### GOAL 1
Answer these questions from the passage on congressional PAC spending:
(a) Which House committee is Rep. John Shimkus a senior member of?
(b) What is the name of the PAC that put down a deposit at a California spa hotel?
(c) Who called the PACs "a nice little piggybank to have"?

### PROVIDED PASSAGE
_ _ _ _ _

We get a glimpse into the Beltway moneygoround; Curtis Tate looks into Congressional PAC spending:
The leadership political action committee affiliated with Rep. John Shimkus of Illinois has splurged on Napa Valley wine tours, Miami Beach luxury hotels and Washington Nationals baseball tickets worth tens of thousands of dollars over the past four years, federal campaign disclosures show.
The nine-term Republican represents a coal-producing region of southern Illinois and frequently speaks in defense of fossil fuels as a senior member of the House Energy and Commerce Committee. But earlier this year, his John S Fund PAC put down a deposit for a fundraising event at a California spa hotel that’s powered by solar panels.
PACs are lightly regulated entities that members of Congress typically use as fundraising tools for their party, but not for their own campaigns.
The McClatchy report notes Rep. Shimkus (R-IL15) is not uncommon: “Most senior lawmakers with PACs spend at least some of the money on perks their salaries don’t cover”, Tate explains. Viveca Novak of the Center for Responsive Politics calls the PACs “a nice little piggybank to have”, explaining, “There are so few restrictions on how you can use it.”
The thing is that the story really is just a glimpse; the whole thing sounds sordid but in this framework it is a matter of aesthetics versus law, and the question of how to make these things work just right is pretty much as complicated as any other question of freedom versus civilized society as a suicide pact. That is to say, good luck electing a Congress that will get rid of the things; the Supreme Court is pretty much a wildcard, though we can easily guess it would be something of a stretch to imagine the judiciary banning these practices outright. And, really, just how badly will society and its political institutions fail at not being undignified if we hold a big sit-down in the public discourse and parse out the details of what is or isn’t acceptable?

_ _ _ _ _

### SUPPLIED INFORMATION

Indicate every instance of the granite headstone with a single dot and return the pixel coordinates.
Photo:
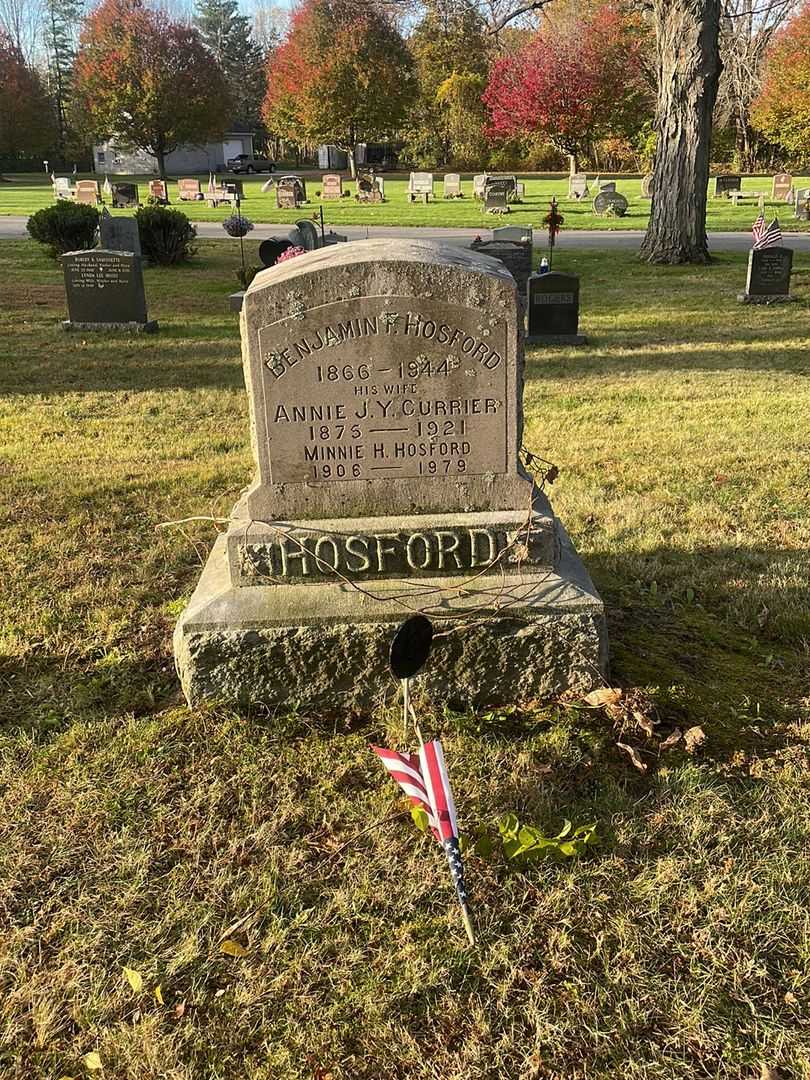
(105, 291)
(385, 383)
(553, 309)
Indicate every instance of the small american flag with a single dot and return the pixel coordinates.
(424, 780)
(769, 237)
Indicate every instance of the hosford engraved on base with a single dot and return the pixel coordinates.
(370, 389)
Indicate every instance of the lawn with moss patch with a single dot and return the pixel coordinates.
(27, 193)
(135, 832)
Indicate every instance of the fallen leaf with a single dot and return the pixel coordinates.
(605, 696)
(232, 948)
(633, 756)
(693, 738)
(134, 979)
(673, 738)
(644, 723)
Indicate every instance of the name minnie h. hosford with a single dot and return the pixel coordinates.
(372, 391)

_ _ _ _ _

### GOAL 2
Revise the part of the entries that opens with the line containing "Indicate every instance of the name" and runs through the end of the entries, changing "single dot" to "single point" and leaving everything else unchanged. Return only those lines.

### WRITTEN REPLY 1
(a) The House Energy and Commerce Committee.
(b) The John S Fund PAC.
(c) Viveca Novak of the Center for Responsive Politics.

### WRITTEN REPLY 2
Indicate every instance of the name minnie h. hosford with a single point and return the pixel coordinates.
(372, 391)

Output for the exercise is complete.